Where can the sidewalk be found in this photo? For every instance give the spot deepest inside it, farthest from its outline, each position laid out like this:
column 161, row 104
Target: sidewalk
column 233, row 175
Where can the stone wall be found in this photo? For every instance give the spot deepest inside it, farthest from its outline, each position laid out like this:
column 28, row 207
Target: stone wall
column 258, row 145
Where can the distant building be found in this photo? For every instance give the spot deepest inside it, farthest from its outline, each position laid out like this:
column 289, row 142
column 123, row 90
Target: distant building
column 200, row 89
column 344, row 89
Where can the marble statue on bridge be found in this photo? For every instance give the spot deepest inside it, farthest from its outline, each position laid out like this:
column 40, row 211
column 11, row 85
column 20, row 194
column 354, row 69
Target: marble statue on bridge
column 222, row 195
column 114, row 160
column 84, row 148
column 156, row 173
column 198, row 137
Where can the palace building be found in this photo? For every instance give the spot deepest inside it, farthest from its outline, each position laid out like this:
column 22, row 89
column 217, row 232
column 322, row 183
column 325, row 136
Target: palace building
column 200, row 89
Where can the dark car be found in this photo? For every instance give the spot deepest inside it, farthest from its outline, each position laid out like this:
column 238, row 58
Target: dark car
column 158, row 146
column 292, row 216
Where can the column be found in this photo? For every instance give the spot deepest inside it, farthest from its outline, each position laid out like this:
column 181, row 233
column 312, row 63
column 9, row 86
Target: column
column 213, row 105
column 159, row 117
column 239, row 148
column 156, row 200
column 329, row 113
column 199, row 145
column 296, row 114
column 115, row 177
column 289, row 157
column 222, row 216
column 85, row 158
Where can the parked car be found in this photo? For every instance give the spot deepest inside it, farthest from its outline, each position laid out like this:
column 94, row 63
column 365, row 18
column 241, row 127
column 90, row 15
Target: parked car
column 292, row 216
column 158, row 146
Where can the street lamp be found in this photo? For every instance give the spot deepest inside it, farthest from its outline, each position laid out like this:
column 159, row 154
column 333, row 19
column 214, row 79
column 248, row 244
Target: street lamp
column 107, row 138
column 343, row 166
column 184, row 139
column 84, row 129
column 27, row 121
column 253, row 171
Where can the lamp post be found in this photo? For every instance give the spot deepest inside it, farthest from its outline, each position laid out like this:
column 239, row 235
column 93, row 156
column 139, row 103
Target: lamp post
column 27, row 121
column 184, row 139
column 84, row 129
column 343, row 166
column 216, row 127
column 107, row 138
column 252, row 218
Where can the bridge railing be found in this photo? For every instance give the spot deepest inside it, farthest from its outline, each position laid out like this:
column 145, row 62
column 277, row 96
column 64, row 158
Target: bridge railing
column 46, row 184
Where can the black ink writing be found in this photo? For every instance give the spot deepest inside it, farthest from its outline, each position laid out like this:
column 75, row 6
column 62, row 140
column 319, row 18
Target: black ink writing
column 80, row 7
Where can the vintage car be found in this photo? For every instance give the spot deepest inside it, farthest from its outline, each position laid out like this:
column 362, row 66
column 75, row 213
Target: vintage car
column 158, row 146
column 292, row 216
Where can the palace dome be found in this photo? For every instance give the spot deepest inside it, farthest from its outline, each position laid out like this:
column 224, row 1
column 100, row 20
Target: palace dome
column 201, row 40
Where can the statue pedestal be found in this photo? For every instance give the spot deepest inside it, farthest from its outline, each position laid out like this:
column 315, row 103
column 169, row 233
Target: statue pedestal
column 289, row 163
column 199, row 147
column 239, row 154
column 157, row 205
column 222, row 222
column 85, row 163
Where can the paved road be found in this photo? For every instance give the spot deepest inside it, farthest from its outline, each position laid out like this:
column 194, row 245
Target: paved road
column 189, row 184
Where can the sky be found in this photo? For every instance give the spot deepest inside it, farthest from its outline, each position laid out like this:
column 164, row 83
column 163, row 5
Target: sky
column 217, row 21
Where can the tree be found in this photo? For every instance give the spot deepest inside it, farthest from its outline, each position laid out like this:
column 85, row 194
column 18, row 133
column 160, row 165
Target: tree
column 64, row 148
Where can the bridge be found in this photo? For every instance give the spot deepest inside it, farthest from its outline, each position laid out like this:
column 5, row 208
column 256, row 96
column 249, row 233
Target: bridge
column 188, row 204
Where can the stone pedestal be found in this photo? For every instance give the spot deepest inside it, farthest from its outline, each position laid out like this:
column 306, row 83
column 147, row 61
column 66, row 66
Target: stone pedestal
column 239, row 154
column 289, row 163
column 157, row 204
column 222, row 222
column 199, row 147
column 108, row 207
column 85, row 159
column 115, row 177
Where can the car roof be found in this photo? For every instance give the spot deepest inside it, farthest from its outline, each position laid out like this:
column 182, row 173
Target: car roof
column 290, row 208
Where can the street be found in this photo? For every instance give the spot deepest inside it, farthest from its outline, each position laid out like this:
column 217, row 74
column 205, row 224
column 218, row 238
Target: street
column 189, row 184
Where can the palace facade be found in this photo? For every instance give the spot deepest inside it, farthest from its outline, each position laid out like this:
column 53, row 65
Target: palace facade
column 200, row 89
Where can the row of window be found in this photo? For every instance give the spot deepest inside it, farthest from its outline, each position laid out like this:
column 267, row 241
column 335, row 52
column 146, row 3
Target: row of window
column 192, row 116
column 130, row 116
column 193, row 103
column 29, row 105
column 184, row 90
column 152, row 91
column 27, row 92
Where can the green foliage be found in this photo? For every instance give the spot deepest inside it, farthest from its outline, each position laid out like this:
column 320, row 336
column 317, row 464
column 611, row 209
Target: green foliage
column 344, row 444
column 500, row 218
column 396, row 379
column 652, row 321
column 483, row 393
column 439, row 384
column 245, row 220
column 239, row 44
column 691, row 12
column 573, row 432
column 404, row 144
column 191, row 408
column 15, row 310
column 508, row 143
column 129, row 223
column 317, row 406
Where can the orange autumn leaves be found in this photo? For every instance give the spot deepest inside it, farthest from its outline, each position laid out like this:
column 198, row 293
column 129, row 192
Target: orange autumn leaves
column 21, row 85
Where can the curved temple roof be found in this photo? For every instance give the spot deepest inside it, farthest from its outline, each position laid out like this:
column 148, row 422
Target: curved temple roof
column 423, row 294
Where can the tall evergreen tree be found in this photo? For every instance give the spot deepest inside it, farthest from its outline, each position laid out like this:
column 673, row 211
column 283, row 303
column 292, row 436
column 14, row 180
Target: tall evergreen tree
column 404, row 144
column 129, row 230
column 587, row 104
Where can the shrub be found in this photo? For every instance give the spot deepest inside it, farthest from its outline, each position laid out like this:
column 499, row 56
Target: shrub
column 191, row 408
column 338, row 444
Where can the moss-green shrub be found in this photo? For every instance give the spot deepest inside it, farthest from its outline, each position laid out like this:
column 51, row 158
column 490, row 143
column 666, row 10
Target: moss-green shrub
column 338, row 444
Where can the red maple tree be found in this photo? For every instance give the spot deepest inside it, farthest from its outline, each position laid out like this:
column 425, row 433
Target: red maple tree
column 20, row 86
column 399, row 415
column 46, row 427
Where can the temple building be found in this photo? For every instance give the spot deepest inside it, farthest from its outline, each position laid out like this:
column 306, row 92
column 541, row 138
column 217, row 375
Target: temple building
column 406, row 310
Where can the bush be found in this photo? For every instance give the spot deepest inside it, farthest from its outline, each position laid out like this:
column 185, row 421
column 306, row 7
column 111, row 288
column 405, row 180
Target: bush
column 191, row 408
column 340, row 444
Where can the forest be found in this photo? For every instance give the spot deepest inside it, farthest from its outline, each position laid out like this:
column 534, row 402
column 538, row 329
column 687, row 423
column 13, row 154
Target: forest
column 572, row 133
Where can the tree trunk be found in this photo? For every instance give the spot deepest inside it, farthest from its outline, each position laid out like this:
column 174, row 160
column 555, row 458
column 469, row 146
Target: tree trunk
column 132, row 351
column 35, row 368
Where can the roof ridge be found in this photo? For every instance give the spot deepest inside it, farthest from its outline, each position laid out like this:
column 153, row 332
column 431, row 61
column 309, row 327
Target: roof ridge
*****
Reproduce verbatim the stretch of the items above from their start through the line that contains "column 233, row 175".

■ Complete response ■
Where can the sidewalk be found in this photo? For every instance give the spot deepest inside it, farthest from its outline, each position laid out like this:
column 161, row 104
Target: sidewalk
column 233, row 175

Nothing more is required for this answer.